> [Exercise brief]
Reproduce the records below line for line, without the pictures.

> [Records for the task]
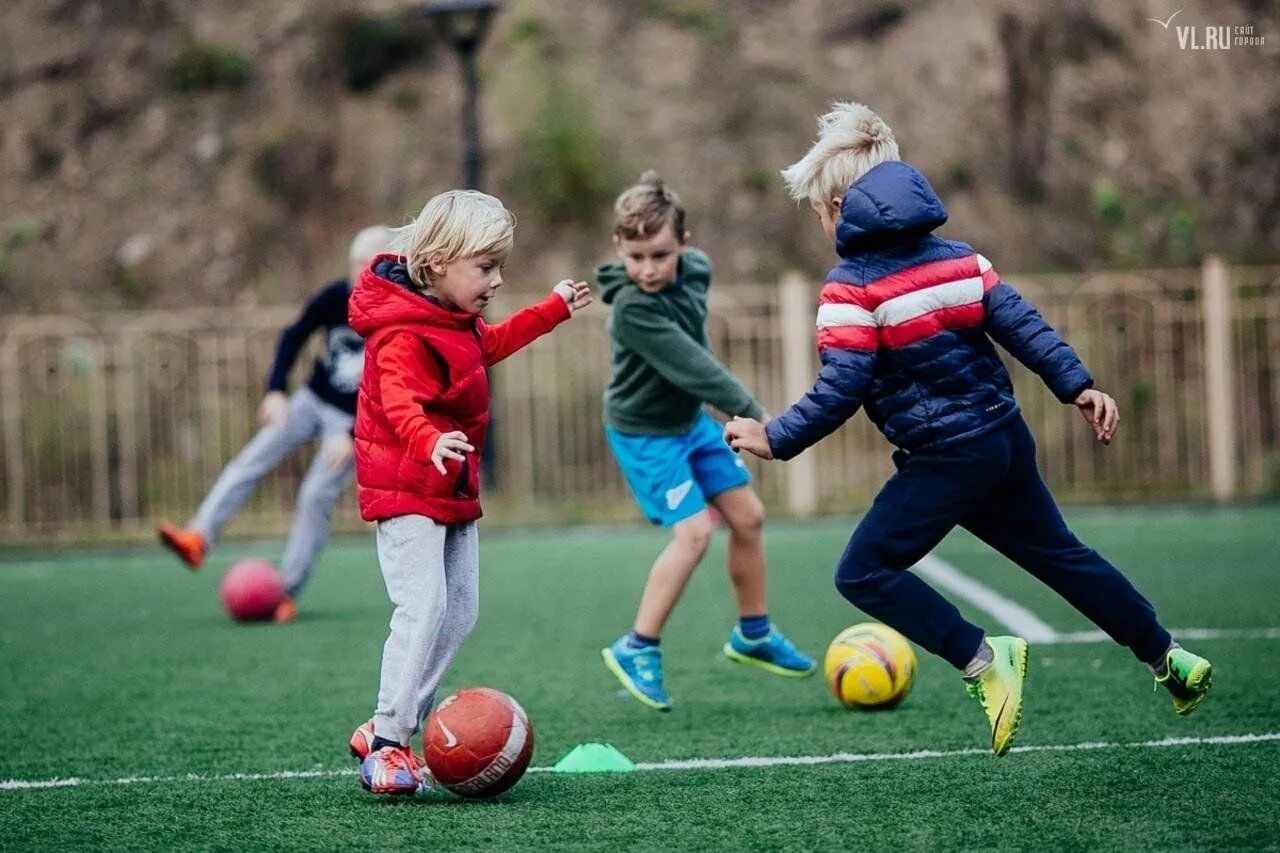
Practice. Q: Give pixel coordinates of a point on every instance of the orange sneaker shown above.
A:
(361, 740)
(188, 544)
(362, 743)
(286, 611)
(391, 770)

> [Task answer]
Practice. Q: Give pixel coordinates of a point on every instance of the orange sneaker shown above.
A:
(361, 740)
(188, 544)
(362, 743)
(286, 611)
(391, 770)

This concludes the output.